**TASK DIRECTIONS**: Turn the data below into a Markdown table with two columns, No. and Line, putting each nonblank line in its own numbered row and skipping blank lines.

###

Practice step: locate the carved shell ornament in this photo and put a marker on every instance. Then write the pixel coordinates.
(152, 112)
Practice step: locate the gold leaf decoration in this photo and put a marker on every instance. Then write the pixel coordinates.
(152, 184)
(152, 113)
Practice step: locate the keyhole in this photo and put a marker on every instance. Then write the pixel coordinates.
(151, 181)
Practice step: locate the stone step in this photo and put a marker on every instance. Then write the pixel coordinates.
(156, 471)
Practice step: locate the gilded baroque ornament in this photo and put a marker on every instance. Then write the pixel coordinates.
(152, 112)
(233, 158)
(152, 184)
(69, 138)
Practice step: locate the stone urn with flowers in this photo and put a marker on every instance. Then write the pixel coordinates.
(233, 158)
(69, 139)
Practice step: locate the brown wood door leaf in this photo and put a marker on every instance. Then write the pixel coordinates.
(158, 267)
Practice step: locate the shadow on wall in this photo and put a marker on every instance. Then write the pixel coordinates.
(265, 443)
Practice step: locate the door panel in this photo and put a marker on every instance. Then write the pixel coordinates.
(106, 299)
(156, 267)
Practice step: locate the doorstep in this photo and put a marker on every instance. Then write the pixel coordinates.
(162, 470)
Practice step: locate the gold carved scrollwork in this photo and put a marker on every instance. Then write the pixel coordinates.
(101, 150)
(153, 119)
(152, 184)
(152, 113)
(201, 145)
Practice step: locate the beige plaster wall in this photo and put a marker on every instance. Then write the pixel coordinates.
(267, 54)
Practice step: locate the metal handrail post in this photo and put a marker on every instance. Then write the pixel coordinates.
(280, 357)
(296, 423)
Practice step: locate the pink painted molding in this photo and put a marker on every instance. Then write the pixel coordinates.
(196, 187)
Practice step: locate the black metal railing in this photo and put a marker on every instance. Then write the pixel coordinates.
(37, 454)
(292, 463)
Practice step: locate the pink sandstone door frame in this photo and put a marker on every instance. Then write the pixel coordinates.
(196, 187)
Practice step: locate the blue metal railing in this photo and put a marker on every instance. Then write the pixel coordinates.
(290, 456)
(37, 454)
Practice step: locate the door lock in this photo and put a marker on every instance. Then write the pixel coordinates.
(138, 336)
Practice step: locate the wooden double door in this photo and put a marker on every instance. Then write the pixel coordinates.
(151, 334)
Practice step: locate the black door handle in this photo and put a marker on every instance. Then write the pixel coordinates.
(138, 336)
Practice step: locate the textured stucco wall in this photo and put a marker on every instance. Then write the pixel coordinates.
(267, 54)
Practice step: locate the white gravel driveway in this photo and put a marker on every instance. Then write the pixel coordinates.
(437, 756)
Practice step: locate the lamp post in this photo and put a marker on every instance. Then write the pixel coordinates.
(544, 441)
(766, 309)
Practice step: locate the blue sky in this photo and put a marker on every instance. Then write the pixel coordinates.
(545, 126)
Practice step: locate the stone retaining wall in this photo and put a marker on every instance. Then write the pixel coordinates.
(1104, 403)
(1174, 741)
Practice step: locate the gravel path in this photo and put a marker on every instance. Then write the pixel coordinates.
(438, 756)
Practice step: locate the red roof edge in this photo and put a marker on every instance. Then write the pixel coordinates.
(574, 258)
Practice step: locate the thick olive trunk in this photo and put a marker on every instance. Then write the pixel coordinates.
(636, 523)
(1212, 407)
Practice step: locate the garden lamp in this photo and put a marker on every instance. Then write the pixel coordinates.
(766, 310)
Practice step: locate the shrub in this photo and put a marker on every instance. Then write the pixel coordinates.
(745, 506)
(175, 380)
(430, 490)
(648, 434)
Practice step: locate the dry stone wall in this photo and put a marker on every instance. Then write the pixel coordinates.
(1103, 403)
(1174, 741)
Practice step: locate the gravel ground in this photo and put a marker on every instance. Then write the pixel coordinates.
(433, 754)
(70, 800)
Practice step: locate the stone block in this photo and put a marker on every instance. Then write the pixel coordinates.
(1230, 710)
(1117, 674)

###

**SOLUTION TO THE EXERCISE**:
| No. | Line |
|---|---|
| 1 | Practice step: locate the carved shell ornament in this photo and put a marker on every instance. Then write the pixel coordinates. |
| 2 | (152, 112) |
| 3 | Practice step: locate the gold leaf decoration in this photo and put a marker on every instance. Then write the pixel coordinates. |
| 4 | (152, 184) |
| 5 | (152, 113) |
| 6 | Practice step: locate the keyhole in this photo and put a marker on every instance. Then write the pixel coordinates. |
| 7 | (151, 181) |
| 8 | Practice step: locate the stone step in this photo and put a marker on every instance. Then write the pixel coordinates. |
| 9 | (156, 471) |
| 10 | Practice step: locate the gilded baroque ornament in this photo and put a marker on every instance. Then write the pixel coordinates. |
| 11 | (152, 112) |
| 12 | (233, 158) |
| 13 | (152, 184) |
| 14 | (69, 138) |
| 15 | Practice step: locate the stone urn with flowers in this photo and put a marker on every instance. Then write the pixel coordinates. |
| 16 | (233, 158) |
| 17 | (69, 139) |
| 18 | Practice step: locate the brown wood door leaf in this photo and put a marker on every instance. Then write the pixel coordinates. |
| 19 | (158, 267) |
| 20 | Practice step: locate the shadow on wall in this photo and put a marker on every instance. Then write the pixel coordinates. |
| 21 | (265, 443) |
| 22 | Practice step: locate the door panel in this photo and put a marker on every instance. Then write the pixel coordinates. |
| 23 | (106, 299) |
| 24 | (156, 267) |
| 25 | Practice step: locate the doorstep in this photo and put a marker on every instance. Then write the pixel coordinates. |
| 26 | (162, 470) |
| 27 | Practice step: locate the gold carved scrollwork in this photo and put a marker on every instance. Then write the pixel coordinates. |
| 28 | (101, 150) |
| 29 | (153, 119) |
| 30 | (152, 184) |
| 31 | (152, 113) |
| 32 | (201, 145) |
| 33 | Practice step: locate the beige plaster wall in this photo and put a marker on every instance. Then write the pixel coordinates. |
| 34 | (267, 54) |
| 35 | Practice step: locate the metal handrail post in this photo and put a marker on every instance. Then write the pixel coordinates. |
| 36 | (280, 357) |
| 37 | (296, 423) |
| 38 | Practice step: locate the pink painted molding in this photo and put a marker on every instance. Then write the pixel coordinates. |
| 39 | (196, 187) |
| 40 | Practice step: locate the black metal railing in this photo and put a marker on every instance. Then write the pixel coordinates. |
| 41 | (37, 454) |
| 42 | (292, 463) |
| 43 | Practice step: locate the pink sandstone door frame in this photo and put a marker on every instance. Then write the pixel coordinates. |
| 44 | (196, 187) |
| 45 | Practice step: locate the blue metal railing in this photo and put a marker on every instance. Then write the pixel coordinates. |
| 46 | (290, 456) |
| 47 | (37, 454) |
| 48 | Practice step: locate the door lock in this photo and put a marker on every instance. Then write the pixel coordinates. |
| 49 | (138, 336) |
| 50 | Practice step: locate the wooden double door in this photo and put a marker on every instance. Then write the pixel coordinates. |
| 51 | (151, 334) |
| 52 | Practice step: locate the black door handle in this photo and put a marker on every instance. Then write the pixel coordinates. |
| 53 | (138, 336) |
| 54 | Practice step: locate the textured stucco wall in this photo and put a marker on every instance. Then write the pixel coordinates. |
| 55 | (267, 54) |
| 56 | Practice step: locate the white gravel driveway in this photo and put a marker on every instance. Then write the pixel coordinates. |
| 57 | (437, 756) |
| 58 | Practice step: locate the lamp post in this photo and put a marker on every instance. Then write the pixel coordinates. |
| 59 | (544, 441) |
| 60 | (766, 309) |
| 61 | Practice step: locate the blue sky in this photo and put a marker on every instance. Then write the pixel coordinates. |
| 62 | (545, 126) |
| 63 | Practice step: locate the stone retaining wall in this photo and put a marker on every instance. Then write the pixel coordinates. |
| 64 | (1104, 403) |
| 65 | (1174, 741) |
| 66 | Practice step: locate the gravel path in this photo and put a marker on every instance. Then write the pixel coordinates. |
| 67 | (438, 756) |
| 68 | Practice step: locate the red roof edge in this photo and put a marker on every instance. Then write the pixel coordinates. |
| 69 | (574, 258) |
| 70 | Practice step: locate the thick olive trunk in this photo and put a marker on every instance. Then write the pixel coordinates. |
| 71 | (636, 523) |
| 72 | (1212, 407) |
| 73 | Practice step: locate the garden lamp in this photo and put a marker on every instance. Then write the pixel coordinates. |
| 74 | (766, 310) |
| 75 | Practice step: locate the shrub in this photo and put a marker on every instance. Then write the pixel coordinates. |
| 76 | (745, 506) |
| 77 | (175, 380) |
| 78 | (430, 490) |
| 79 | (648, 434) |
| 80 | Practice step: locate the dry stone wall in this photo and put a marker on every instance. Then write the pixel coordinates. |
| 81 | (1103, 403) |
| 82 | (1174, 741) |
| 83 | Practice step: locate the gravel ground in this photo and put a marker on every instance. Then write the pixel coordinates. |
| 84 | (433, 754) |
| 85 | (70, 800) |
| 86 | Practice step: locate the stone block in this photo and put a marker on every instance. Then write the pixel coordinates. |
| 87 | (1230, 710) |
| 88 | (1117, 674) |